• Provided data:
________
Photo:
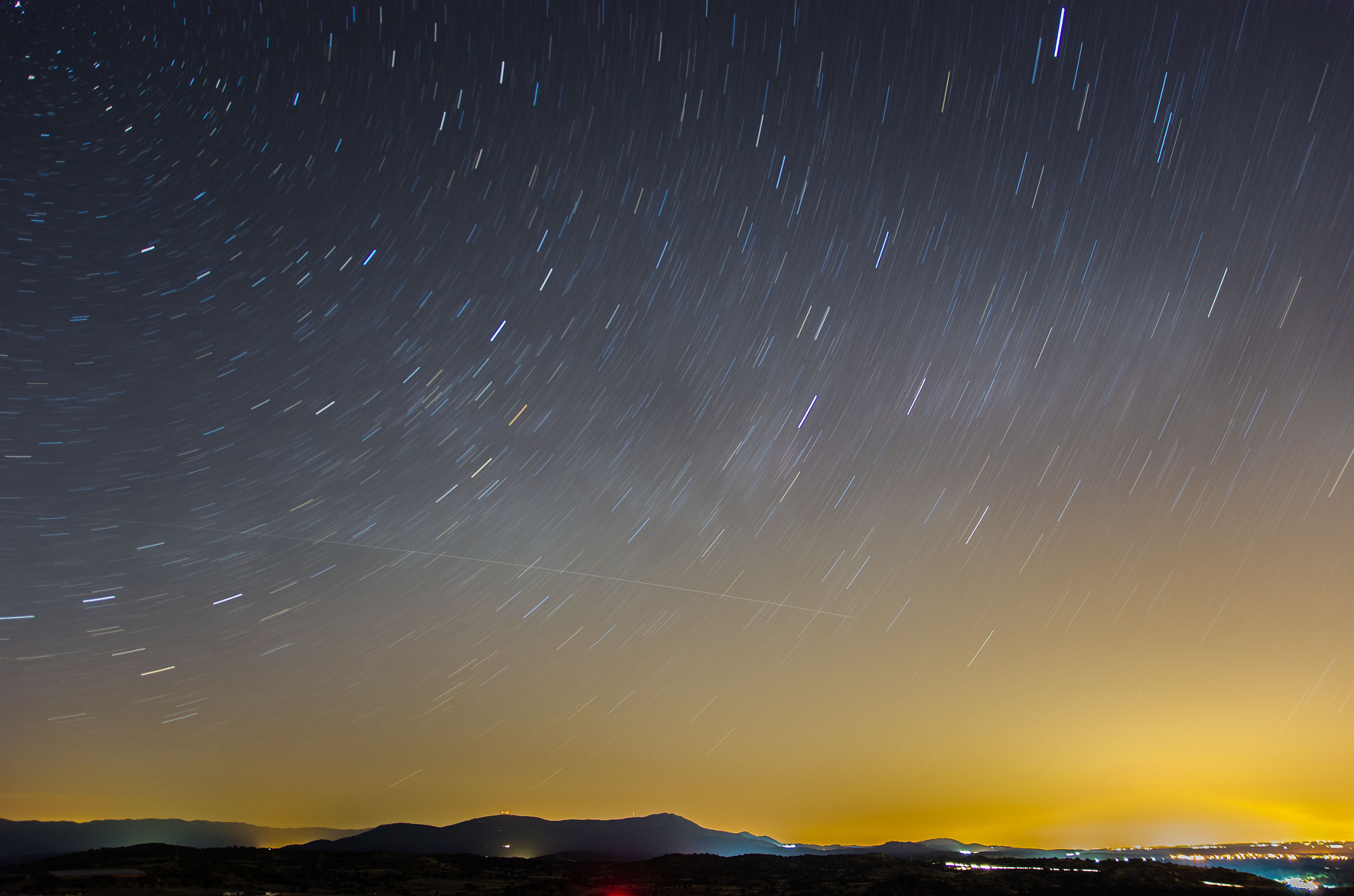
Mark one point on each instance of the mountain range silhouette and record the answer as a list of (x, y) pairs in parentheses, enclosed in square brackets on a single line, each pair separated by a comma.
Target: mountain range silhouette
[(616, 839)]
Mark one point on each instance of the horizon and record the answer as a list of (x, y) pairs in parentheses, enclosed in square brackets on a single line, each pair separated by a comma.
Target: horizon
[(850, 422), (829, 844)]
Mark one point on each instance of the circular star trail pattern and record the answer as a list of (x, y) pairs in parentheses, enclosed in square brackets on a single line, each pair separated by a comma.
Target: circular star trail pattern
[(848, 422)]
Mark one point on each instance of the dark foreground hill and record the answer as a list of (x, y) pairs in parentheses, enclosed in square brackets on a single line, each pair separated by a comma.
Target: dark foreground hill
[(630, 838), (46, 838), (248, 872)]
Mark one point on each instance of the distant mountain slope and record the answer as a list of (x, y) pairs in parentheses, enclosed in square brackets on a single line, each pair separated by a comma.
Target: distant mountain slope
[(527, 837), (45, 838)]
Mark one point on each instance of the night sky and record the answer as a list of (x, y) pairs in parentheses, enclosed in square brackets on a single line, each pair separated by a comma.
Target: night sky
[(838, 422)]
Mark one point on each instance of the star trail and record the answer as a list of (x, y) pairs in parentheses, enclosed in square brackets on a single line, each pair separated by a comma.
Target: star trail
[(427, 389)]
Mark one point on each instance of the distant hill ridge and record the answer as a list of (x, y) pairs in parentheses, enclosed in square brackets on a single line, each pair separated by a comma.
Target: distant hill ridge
[(49, 838), (627, 838)]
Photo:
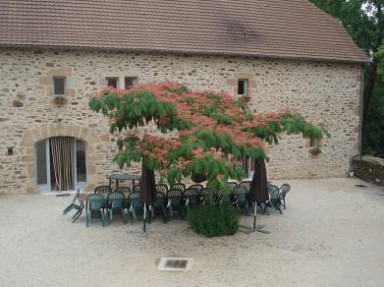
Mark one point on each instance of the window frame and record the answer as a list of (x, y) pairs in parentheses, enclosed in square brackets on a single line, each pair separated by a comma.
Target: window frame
[(55, 86), (117, 79), (245, 85), (134, 81)]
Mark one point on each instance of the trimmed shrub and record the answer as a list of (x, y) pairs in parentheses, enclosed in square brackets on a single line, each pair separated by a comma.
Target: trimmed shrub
[(213, 220)]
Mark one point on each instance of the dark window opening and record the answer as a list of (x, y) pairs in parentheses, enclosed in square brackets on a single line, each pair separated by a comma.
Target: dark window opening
[(242, 87), (130, 81), (59, 86), (113, 82)]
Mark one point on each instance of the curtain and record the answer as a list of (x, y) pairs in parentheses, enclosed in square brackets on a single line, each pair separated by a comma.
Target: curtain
[(62, 160)]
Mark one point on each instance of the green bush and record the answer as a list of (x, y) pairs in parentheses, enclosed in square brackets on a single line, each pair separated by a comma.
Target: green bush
[(213, 220)]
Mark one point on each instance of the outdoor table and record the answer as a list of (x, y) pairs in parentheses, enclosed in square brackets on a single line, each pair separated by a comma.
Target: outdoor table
[(123, 176)]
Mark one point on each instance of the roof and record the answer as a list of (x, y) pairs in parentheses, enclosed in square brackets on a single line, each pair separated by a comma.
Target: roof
[(262, 28)]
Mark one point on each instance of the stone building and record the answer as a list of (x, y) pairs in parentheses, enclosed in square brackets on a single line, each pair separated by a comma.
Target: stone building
[(54, 55)]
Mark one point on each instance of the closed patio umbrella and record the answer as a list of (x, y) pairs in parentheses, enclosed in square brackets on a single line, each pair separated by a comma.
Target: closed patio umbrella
[(258, 191), (147, 190)]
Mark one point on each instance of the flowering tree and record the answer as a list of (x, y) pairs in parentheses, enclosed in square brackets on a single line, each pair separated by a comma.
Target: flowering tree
[(211, 132)]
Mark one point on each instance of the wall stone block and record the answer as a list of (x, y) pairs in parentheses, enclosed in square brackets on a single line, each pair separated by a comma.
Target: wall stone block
[(323, 92)]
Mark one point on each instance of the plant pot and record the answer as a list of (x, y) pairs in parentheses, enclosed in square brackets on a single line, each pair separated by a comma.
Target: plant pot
[(315, 151), (60, 101), (245, 99)]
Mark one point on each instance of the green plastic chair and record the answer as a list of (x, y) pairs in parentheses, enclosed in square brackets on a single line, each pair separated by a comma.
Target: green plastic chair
[(76, 204), (116, 205), (175, 201), (240, 199), (135, 205), (191, 197), (274, 197), (95, 207), (159, 206), (284, 189)]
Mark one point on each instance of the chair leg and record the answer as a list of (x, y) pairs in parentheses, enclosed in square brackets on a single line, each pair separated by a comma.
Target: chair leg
[(77, 214), (68, 208), (88, 219)]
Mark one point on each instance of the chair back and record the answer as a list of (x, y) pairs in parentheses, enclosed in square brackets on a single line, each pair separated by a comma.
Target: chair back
[(232, 185), (179, 185), (205, 195), (95, 201), (175, 196), (160, 200), (241, 193), (197, 186), (284, 189), (116, 199), (136, 188), (273, 191), (163, 188), (191, 196), (134, 199), (246, 184), (102, 189)]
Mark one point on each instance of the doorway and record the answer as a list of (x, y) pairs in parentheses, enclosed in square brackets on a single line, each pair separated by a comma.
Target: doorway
[(61, 164)]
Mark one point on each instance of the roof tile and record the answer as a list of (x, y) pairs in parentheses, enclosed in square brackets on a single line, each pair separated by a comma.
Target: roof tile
[(268, 28)]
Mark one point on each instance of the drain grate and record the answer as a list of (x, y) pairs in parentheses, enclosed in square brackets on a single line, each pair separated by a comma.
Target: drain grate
[(175, 264)]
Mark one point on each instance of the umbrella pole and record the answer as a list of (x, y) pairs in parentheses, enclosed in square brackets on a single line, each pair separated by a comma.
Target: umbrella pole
[(254, 215), (249, 230), (145, 217)]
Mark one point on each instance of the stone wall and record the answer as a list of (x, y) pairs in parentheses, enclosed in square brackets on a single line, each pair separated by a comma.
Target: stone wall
[(328, 93), (369, 169)]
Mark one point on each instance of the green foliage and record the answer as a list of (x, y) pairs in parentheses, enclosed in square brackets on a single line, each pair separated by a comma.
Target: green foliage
[(364, 21), (374, 129), (214, 132), (213, 220)]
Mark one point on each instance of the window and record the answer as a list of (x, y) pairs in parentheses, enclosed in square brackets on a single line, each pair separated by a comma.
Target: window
[(113, 82), (59, 86), (130, 81), (242, 87), (314, 142)]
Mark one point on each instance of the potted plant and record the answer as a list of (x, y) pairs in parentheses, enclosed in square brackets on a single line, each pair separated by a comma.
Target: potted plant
[(245, 99), (59, 100), (315, 151)]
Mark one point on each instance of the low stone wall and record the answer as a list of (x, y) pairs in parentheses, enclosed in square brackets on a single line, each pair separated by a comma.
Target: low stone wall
[(369, 169)]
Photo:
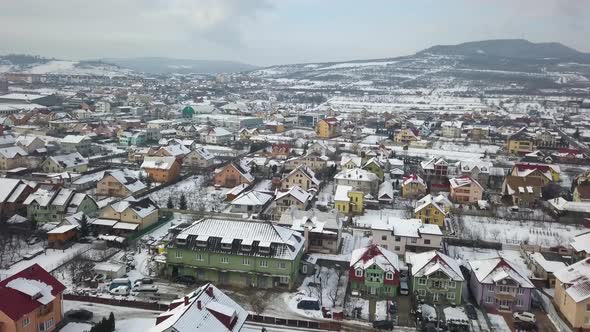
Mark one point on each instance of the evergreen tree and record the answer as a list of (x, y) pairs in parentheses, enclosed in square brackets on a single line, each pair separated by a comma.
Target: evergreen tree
[(182, 204)]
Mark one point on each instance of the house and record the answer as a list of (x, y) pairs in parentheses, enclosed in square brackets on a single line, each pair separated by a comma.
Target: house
[(328, 128), (499, 284), (161, 169), (322, 231), (465, 190), (572, 294), (246, 253), (432, 210), (13, 157), (349, 201), (199, 158), (207, 309), (520, 142), (119, 183), (401, 236), (303, 177), (76, 143), (250, 202), (294, 197), (376, 167), (522, 191), (73, 162), (406, 136), (413, 186), (374, 272), (217, 135), (452, 129), (436, 278), (231, 175), (31, 301), (142, 212), (360, 180)]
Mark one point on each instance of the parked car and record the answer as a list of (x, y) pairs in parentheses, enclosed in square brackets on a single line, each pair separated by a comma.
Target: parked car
[(308, 303), (383, 325), (524, 316)]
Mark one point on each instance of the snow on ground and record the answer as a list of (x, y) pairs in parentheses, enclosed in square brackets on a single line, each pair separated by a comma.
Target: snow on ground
[(50, 260), (516, 232), (498, 323), (372, 216)]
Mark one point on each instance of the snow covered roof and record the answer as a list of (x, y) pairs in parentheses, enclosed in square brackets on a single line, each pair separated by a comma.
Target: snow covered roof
[(427, 263), (205, 309), (577, 277), (495, 269), (284, 243)]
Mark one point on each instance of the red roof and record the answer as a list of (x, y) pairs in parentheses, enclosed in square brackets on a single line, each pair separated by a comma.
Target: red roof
[(16, 304)]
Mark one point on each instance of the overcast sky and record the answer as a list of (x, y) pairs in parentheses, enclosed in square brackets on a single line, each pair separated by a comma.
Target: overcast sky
[(265, 32)]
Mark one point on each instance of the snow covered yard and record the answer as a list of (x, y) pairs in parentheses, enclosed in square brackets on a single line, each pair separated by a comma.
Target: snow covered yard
[(515, 232)]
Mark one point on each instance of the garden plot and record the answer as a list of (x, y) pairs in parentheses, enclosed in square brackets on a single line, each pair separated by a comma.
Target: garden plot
[(515, 232)]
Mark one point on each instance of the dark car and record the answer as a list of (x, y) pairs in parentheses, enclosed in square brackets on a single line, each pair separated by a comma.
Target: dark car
[(383, 325), (79, 315), (189, 280), (470, 311)]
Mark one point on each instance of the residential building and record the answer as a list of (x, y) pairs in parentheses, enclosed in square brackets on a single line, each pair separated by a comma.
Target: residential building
[(161, 169), (328, 128), (231, 175), (73, 162), (322, 231), (374, 272), (436, 278), (499, 284), (207, 308), (119, 183), (465, 190), (31, 301), (241, 252), (572, 294), (432, 209), (406, 235)]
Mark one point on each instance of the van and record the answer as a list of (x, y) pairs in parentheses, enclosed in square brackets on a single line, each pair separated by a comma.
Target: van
[(403, 288)]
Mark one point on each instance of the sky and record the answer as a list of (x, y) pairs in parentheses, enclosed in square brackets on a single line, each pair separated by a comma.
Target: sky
[(268, 32)]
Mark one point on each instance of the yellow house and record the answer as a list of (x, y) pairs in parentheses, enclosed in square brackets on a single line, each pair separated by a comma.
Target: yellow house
[(349, 201), (413, 186), (572, 295), (405, 136), (328, 128), (432, 210)]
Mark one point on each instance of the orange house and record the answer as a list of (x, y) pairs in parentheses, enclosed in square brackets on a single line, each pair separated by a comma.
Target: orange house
[(161, 169), (30, 301)]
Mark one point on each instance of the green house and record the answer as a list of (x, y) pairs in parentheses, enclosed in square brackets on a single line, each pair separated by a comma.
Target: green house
[(241, 253), (435, 278), (374, 272)]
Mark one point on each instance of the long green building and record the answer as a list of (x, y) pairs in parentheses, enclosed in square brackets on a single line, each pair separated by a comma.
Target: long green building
[(236, 252)]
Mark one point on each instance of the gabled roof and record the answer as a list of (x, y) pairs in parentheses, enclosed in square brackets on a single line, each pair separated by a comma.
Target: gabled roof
[(27, 290)]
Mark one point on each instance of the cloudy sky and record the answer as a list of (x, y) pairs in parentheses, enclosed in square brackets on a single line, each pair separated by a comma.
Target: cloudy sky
[(265, 32)]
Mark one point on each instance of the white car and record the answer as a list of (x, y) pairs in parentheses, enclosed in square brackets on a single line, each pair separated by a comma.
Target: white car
[(524, 316)]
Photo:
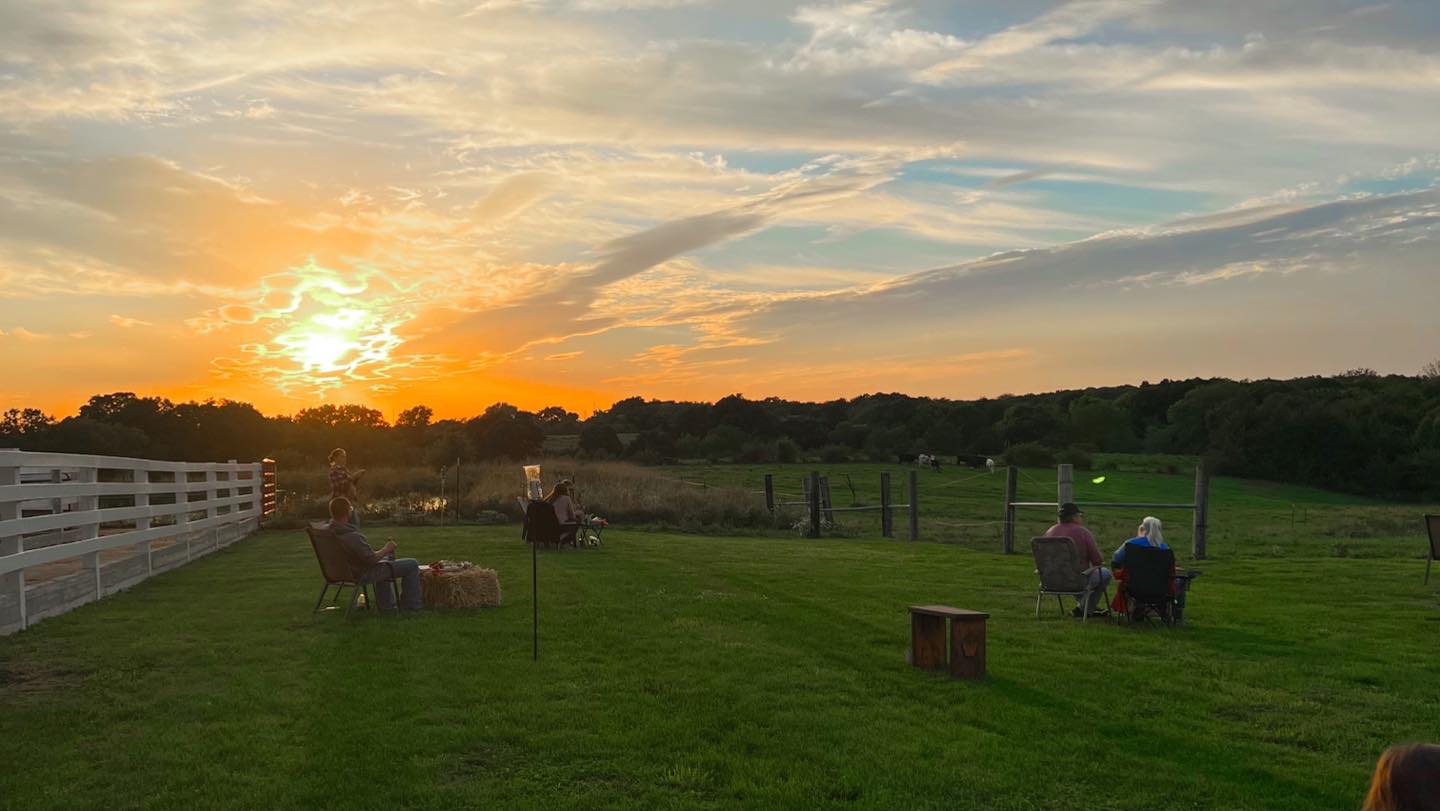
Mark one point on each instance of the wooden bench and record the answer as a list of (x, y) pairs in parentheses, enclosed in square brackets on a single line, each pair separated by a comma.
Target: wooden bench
[(966, 640)]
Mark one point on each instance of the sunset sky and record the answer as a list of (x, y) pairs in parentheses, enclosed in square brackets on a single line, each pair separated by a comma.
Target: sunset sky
[(576, 200)]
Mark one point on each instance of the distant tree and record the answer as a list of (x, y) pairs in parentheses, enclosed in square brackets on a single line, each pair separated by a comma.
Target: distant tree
[(88, 435), (555, 419), (1030, 424), (504, 431), (749, 417), (25, 422), (415, 418), (599, 440), (1100, 424), (342, 417)]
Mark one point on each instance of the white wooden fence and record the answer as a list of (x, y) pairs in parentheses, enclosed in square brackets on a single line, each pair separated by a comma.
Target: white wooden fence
[(77, 527)]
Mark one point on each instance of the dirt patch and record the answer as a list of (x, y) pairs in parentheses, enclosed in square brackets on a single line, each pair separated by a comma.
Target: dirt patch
[(18, 679)]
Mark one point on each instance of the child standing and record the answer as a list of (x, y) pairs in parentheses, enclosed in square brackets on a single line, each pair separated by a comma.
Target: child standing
[(343, 481)]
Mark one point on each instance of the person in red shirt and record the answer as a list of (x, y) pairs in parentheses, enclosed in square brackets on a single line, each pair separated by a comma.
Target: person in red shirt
[(1072, 526)]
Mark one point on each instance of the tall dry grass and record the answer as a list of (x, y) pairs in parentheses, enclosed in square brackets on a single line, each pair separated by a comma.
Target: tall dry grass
[(621, 493)]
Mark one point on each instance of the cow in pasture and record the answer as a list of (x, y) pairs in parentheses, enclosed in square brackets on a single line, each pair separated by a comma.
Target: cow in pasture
[(977, 461)]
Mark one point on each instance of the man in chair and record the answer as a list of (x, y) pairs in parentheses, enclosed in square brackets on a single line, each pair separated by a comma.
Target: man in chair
[(1072, 526), (363, 559)]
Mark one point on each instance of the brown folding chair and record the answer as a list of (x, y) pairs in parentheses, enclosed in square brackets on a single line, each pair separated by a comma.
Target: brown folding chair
[(1062, 572), (1433, 527), (334, 566)]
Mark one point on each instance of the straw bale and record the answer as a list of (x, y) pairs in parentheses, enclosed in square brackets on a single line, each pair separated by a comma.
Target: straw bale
[(460, 588)]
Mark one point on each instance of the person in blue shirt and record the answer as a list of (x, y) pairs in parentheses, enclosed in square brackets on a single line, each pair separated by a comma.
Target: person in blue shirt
[(1146, 535), (1149, 533)]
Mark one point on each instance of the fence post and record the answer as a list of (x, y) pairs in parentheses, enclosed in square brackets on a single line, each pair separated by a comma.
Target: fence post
[(812, 502), (915, 506), (887, 527), (87, 504), (141, 477), (1011, 486), (12, 584), (824, 500), (270, 496), (183, 503), (1201, 512), (212, 493)]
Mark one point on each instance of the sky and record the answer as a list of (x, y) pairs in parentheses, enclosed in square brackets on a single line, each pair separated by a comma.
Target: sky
[(570, 202)]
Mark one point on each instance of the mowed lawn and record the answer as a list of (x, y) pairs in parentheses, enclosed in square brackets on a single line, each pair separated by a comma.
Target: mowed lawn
[(714, 671)]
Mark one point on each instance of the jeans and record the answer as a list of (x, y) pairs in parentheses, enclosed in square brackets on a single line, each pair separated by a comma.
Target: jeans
[(1099, 579), (409, 571)]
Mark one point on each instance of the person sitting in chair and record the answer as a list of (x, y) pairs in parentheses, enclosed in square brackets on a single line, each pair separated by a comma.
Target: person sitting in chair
[(366, 561), (565, 510), (1149, 533), (1072, 526)]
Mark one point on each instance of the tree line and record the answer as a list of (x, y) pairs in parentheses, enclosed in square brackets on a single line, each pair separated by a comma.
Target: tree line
[(1358, 432)]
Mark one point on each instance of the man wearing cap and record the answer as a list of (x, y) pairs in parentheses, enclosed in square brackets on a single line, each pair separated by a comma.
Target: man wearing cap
[(1072, 526)]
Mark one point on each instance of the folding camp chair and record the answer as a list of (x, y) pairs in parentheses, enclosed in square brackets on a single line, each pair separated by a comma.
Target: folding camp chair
[(334, 566), (542, 525), (1063, 574), (1433, 527), (1149, 578)]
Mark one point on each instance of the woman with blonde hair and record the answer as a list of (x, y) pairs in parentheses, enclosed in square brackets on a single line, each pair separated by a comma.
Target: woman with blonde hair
[(1407, 778)]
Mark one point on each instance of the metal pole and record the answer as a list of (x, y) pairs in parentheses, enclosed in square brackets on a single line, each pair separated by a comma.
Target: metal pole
[(534, 599), (812, 497), (887, 526), (1201, 512), (1011, 484), (915, 506)]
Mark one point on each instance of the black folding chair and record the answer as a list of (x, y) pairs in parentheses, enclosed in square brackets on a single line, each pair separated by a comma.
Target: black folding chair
[(542, 525), (1149, 575), (334, 566)]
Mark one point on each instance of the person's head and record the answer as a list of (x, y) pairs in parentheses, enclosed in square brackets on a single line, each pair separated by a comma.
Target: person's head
[(1070, 513), (1407, 778), (340, 509), (1151, 529)]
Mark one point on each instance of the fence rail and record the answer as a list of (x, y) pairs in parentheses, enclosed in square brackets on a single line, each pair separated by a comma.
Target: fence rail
[(78, 527)]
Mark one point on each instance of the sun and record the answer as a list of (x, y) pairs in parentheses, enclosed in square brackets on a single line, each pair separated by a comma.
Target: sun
[(323, 350)]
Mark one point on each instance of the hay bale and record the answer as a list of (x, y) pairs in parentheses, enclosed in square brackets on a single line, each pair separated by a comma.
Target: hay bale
[(460, 588)]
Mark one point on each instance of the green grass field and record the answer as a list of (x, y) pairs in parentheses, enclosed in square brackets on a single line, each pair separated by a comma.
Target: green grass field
[(1247, 519), (714, 671)]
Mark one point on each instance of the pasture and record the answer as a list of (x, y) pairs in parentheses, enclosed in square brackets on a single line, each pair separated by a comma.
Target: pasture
[(709, 671)]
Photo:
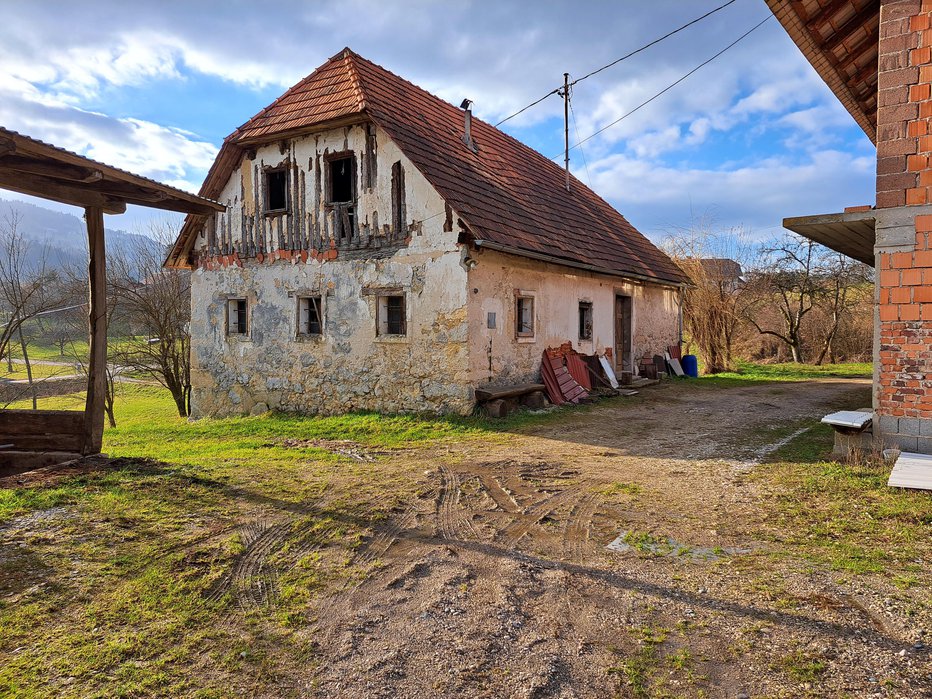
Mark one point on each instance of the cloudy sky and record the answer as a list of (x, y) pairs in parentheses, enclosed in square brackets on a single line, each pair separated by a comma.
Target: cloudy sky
[(750, 138)]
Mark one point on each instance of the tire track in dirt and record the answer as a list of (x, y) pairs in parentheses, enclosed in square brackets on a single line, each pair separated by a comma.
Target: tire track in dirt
[(523, 524), (452, 523), (576, 530)]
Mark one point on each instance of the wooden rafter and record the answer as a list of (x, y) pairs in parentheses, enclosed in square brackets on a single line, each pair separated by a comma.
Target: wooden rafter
[(868, 16), (817, 21)]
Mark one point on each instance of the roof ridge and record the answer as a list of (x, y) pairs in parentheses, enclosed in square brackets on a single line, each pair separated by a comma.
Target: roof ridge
[(350, 59), (286, 94)]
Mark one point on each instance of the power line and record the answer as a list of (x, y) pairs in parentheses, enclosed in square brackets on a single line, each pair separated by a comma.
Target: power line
[(618, 60), (671, 85), (582, 152)]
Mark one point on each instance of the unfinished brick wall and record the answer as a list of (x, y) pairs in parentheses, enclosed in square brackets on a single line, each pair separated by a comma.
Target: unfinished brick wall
[(904, 179)]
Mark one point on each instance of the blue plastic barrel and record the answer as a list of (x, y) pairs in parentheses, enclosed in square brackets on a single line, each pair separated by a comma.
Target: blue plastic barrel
[(690, 365)]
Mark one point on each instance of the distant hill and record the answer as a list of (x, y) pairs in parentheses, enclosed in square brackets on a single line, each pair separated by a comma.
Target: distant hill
________
• Task prompt:
The answer is the lines above from the one with "Mark one point on each instance of the green grass" to the one with "Mark one point on each instance of the tire", set down exactly, with no pictures.

• Finished exercise:
Mark one point on each instance of the green grass field and record the answer as a list of (x, y) pairs in parentheses, enclosed in square brackets on a single line, each pair separated by a comma.
Target: green grass field
[(1247, 519), (714, 671)]
Mark one point on each instance of the pasture and record the answer as a list of (x, y) pairs in parentheses, enclosed in square brackets on a single line, each pair separated by a comma.
Target: pasture
[(709, 671)]
Photo:
Mark one point on each instance of the cloudy sky and record the answer as a list of (x, y) pairs in parentheses, enclosed in square brackets on a single line, each pair separated by a comma.
Target: cloudy sky
[(750, 138)]
Mark one point on each instance of the tire track in dirt and record the answer as a list of (x, y) pairs in parentheses, enclosed in square brackets on a single line, each pair separated by a comma.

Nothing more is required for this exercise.